Reproduce every line of the data below word for word.

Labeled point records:
____________
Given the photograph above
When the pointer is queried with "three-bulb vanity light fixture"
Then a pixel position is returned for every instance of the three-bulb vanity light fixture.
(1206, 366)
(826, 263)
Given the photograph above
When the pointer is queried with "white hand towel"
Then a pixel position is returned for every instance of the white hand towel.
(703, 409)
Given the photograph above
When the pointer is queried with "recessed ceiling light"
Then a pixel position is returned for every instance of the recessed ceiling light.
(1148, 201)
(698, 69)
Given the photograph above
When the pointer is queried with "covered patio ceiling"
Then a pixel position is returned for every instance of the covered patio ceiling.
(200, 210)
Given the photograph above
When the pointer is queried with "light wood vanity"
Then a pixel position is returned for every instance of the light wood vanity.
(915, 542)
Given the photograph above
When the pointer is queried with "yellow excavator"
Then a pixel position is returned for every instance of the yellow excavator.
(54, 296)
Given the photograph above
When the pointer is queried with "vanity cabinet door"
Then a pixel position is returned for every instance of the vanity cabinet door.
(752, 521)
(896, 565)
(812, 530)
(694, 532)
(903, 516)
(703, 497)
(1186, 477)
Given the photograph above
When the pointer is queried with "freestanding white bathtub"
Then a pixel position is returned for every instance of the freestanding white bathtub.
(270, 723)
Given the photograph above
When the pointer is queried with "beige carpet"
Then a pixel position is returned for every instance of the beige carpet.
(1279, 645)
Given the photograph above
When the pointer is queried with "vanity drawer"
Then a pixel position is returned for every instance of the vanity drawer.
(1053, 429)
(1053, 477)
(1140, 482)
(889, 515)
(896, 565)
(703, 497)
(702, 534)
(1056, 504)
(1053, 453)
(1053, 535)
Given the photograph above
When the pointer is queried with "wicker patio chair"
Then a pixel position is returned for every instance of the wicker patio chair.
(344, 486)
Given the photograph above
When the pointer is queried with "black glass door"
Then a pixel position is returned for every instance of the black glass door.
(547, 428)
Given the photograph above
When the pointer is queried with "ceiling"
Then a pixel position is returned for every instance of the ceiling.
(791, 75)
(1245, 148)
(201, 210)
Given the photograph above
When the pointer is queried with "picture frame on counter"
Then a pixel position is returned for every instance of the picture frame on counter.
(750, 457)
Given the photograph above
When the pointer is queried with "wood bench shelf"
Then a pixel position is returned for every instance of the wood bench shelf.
____________
● **Correct response**
Given the photograph above
When the pointer is queried with "three-bulb vanity light fixture"
Then a pixel position is returned for every instance of the three-bulb vanity light fixture.
(1206, 366)
(826, 263)
Given the photograph above
When the pointer is queried with "white hand towel"
Then a pixel position is returned for every instance of the white hand towel.
(703, 409)
Given the photograph above
When the pointer is queried with "recessed ceiling light"
Then a pixel position is returned for every instance of the recessed ceiling light.
(1148, 201)
(698, 69)
Given the photograph above
When the pointer is queried with "covered patio ceiling"
Then a pixel position is returned for every instance of the covered patio ceiling.
(200, 210)
Given the photograph above
When the pointer is queried with "light wood vanity"
Then a pixel position is returned for every instance of the light wood vanity.
(915, 542)
Given the photograph above
When the pointer is queried with "yellow excavator"
Then a pixel position is returned for every instance of the yellow excavator.
(54, 296)
Given the photograph above
When the pointer is queried with "vanity cabinet door"
Then a pixel position is returned for every instance of the vanity cabinet door.
(752, 521)
(896, 565)
(812, 530)
(694, 532)
(903, 516)
(703, 497)
(1186, 477)
Given the photograph above
When the pointer is queried with "freestanding white bathtub"
Then a pixel position is returned for every instance of the freestanding white bathtub.
(270, 723)
Given the photograph above
When the pointer is queried with "beige carpet"
Then a pixel position is returned for every instance of the beige carpet.
(1279, 645)
Given the photograph above
When the pointer is queried with "vanity drawer"
Then a pixel position is returned for every instance of the vanity drawer.
(1053, 429)
(1053, 477)
(1140, 482)
(889, 515)
(896, 565)
(703, 497)
(702, 534)
(1056, 504)
(1053, 453)
(1053, 535)
Given the photograph above
When the pointer is queried with "wicker patio chair"
Then a pixel position is returned for every instance of the wicker patio chair.
(344, 486)
Given the photograph above
When the pointer is queried with "black glass door"
Then a pixel position is returned for every instance of the black glass door.
(547, 428)
Given the photograph above
When the pointer is queried with "ceiling"
Then a pixel position is returned for every instance of the ceiling.
(791, 75)
(1245, 148)
(201, 210)
Given the photograph above
When the pointer is queried with "picture frame on counter"
Then a pixel position is returned for every instance of the picture frame on counter.
(750, 457)
Given the photograph above
When the pointer is queried with "wood bench shelf"
Then a pixel position is returned for every instance of the wood bench shelf.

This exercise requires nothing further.